**OBJECTIVES**.
(a) In the passage on English and Dutch vocabulary, which single Dutch word translates reinforce, fortify and strengthen?
(b) Pick up the passage on English and Dutch vocabulary after its final sentence and carry it forward in the same voice.

**SOURCE PASSAGE**.
*****

In addition to that there are certain constructions that I might not be familiar with. Recently I used ‘the crown on the creation’ in a draft, until my husband pointed out that in English it is ‘the crown of the creation’. Since this isn’t an expression often used in everyday conversation, I never knew this. My editor has on several occasions pointed out things to me which were simply wrong, and which were Dutchisms that had crept into my work. However, such things are rare (and on occasion they turned out to be Britishisms instead, which as an American she was unfamiliar with), and that is exactly why editors and beta-readers are so important to a writer.

So, with that established, the choice of whether to write in English or in Dutch was never really an issue. I speak English all day, which made it the logical language to write in. Added to that is the fact that there are many more speakers of English than of Dutch, so the reader audience is far more extensive. English also has an astonishing vocabulary, far greater than Dutch as far as I know. Or maybe both languages have the same inherent number of words, but English uses a much greater range far more frequently than Dutch does.

Let me try and illustrate. I have just opened my thesaurus at a random point, and came across the word reinforceSynonyms given include fortify and strengthen. That’s three words which mean more or less the same thing, and which can easily be used in a fairly everyday situation without anyone looking at you as if you’ve gone all Shakespeare on them. In Dutch, all three words are translated as one word: versterken. Dutch has no such word as fortificeren to use as an alternative.

Let’s take another example: slender. Synonyms in my (mini) thesaurus are slim, willowy, lean, thin, skinny, lissom and svelte. Now, let’s look at all those words. Personally, as a true synonym I would only consider slim, thin, skinny and possibly lean. Willowy and lissom to me add a note of gracefulness which isn’t necessarily inherent in slender, and svelte adds a further note of sophistication. (As an aside, svelte is an absolutely brilliant word, and I must find a way of somehow including it in one of my books. But I digress again.) Still, that’s eight words, six of which can easily be used in everyday conversation, depending on what kind of slender you want to talk about. Lissom and svelte are a little more highbrow, but most of my friends will have heard of these words and know what they mean, even if it is only approximately. In Dutch, I can think of only three words: slank (slender), mager (skinny) and dun (thin). Oh, and tenger, which adds a note of fragility. I’d say it probably means petite more than slender, even if slenderness is inherent when you are petite.

*****

**EXTRACTED DATA**.

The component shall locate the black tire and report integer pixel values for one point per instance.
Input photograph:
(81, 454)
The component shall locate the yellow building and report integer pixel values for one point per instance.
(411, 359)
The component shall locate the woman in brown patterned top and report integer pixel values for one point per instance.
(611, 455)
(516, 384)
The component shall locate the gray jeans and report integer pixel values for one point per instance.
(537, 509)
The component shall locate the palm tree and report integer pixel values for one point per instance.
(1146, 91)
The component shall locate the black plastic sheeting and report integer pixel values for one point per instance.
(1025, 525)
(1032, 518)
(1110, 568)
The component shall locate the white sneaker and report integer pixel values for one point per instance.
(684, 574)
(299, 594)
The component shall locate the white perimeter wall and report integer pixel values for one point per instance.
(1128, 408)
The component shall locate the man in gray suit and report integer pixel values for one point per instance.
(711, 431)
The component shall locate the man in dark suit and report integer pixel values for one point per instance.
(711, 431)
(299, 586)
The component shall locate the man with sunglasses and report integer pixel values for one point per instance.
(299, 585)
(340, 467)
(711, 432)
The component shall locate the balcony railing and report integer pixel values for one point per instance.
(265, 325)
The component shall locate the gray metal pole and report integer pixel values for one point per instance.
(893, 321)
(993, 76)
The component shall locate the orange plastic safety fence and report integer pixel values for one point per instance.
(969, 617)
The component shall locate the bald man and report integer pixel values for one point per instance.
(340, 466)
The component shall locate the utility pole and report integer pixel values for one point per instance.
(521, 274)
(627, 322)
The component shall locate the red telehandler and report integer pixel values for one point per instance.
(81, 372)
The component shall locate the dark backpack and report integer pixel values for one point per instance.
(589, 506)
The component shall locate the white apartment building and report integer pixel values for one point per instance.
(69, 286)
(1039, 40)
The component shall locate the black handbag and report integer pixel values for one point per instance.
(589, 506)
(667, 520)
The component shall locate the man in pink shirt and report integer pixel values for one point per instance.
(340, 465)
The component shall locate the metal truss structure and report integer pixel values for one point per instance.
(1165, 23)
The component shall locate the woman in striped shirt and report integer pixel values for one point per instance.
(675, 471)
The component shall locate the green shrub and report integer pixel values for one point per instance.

*****

**ANSWERS TO THE TASKS**.
(a) Versterken.

(b)
I could continue like this forever, but the point I’m trying to make is that English has a far wider range of words at its disposal, which a writer can use without sounding like they’re trying too hard. Dutch simply isn’t that versatile. Dutch is a great language for swearing in (as my cats could testify to, if they could speak), and there are certain things which are easier to say in Dutch than in English, but on the whole I find English much richer and more rewarding to work with.

Which brings me to the issue which always baffles my husband: I do not think that I could write the things I write in Dutch. Don’t get me wrong, Dutch is a wonderful language (though I am of course incapable of looking at it objectively), but it is not a language for writing Romance in, and certainly not a language for writing about sex. This is entirely my own personal opinion, but sex simply isn’t… well, sexy, in Dutch. If my book ever gets to the point of being a bestseller and it’s going to be translated into other languages, I wouldn’t touch the Dutch version with a barge pole, and I would let the translator get on with it quite happily. No, I really don’t need to get involved, thank you very much. (Plus, just because I speak two languages fluently doesn’t make me a qualified translator.)

To summarise, it may seem strange that I write in what is essentially a foreign language to me, but it hasn’t felt like a foreign language for a very long time now, so it’s just not an issue for me.

Next week I think I shall write a post about points of view in writing, and what made me choose the one I have used in The Ritual.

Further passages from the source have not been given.